### ENTRIES PROVIDED
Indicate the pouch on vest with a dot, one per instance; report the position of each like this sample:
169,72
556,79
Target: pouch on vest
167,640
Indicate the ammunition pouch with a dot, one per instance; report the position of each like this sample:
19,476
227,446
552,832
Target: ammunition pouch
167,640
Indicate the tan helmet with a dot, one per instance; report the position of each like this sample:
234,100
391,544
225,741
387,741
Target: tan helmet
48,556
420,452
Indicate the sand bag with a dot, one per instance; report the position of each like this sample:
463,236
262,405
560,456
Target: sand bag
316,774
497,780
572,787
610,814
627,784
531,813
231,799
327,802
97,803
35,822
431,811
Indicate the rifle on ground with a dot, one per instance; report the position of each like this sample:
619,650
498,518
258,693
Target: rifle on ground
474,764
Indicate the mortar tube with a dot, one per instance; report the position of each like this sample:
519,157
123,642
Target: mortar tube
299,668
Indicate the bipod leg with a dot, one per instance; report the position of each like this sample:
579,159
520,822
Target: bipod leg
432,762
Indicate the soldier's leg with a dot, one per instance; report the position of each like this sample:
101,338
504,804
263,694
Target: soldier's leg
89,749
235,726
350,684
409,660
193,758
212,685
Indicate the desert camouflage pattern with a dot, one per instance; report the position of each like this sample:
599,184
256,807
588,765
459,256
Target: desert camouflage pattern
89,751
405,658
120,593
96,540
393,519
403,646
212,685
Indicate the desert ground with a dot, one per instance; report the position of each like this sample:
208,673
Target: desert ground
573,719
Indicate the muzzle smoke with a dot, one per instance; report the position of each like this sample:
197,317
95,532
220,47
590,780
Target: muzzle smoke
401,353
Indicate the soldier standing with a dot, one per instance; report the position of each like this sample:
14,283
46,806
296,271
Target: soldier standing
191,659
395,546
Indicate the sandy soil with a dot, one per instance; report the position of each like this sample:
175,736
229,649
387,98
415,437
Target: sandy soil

### GOAL
Reproduce every entry above in full, requests included, rescaling each point coordinate in the answers by 0.9 and rounding to whole numbers, with halves rounded up. Leave the coordinates in the requests' format samples unchanged.

### WORKED SOLUTION
Indicate the pouch on vest with a dot, one per instance; report the position of each like this sample:
169,72
556,79
Target: pouch on vest
150,576
Indicate the ammunition pouch with a dot, one per instance; report the position of each like this sample:
19,476
227,446
552,832
Target: ammunition pouch
150,576
Indicate the tan helmet with a dot, one per instance; report the position of each like this sample:
234,100
391,544
225,741
387,741
Target: tan helmet
43,500
378,407
Indicate the sand bag with a dot, one per instance; report the position of each like this sample:
463,236
262,405
560,456
Target: sand bag
284,697
447,702
515,708
549,733
564,706
478,732
208,719
294,722
87,723
32,740
388,730
Indicate the rifle on ground with a dot, one per instance; report the position of each like this sample:
619,650
498,518
258,693
Target: rifle on ground
427,688
Indicate the mortar tube with a dot, one per instance; report the position of each like this sample:
519,157
123,642
Target: mortar tube
269,601
Indicate the bipod leg with a dot, one per instance; report the position of each like this sample:
579,159
520,822
Target: bipod leg
389,686
Indicate the soldier's leg with a dot, one per instance; report the position of each like this sample:
101,338
504,804
263,694
Target: soldier's leg
80,674
212,653
315,616
368,594
174,682
191,617
Indicate the desert camouflage pattern with a dot, one per instance; report the position of each like this sample:
599,184
256,807
588,765
459,256
Target: desert camouflage pattern
80,676
365,592
108,534
86,486
354,467
363,581
191,617
Indicate the desert ground with a dot, one per instance; report the position of each like this sample:
208,673
Target: desert ground
516,647
Indicate the muzzle smoke with a dot, one per instance; report the position of each like this sample:
197,317
95,532
220,47
590,780
Target: muzzle smoke
361,318
Indicate the soldier standing with a dot, one per instance; report the position of each like this sample:
14,283
46,806
296,271
Target: soldier standing
172,593
356,491
Indicate the sandy soil with a dot, one per instance; report the position of each like this sample:
175,736
229,649
387,98
415,437
Target: sandy soil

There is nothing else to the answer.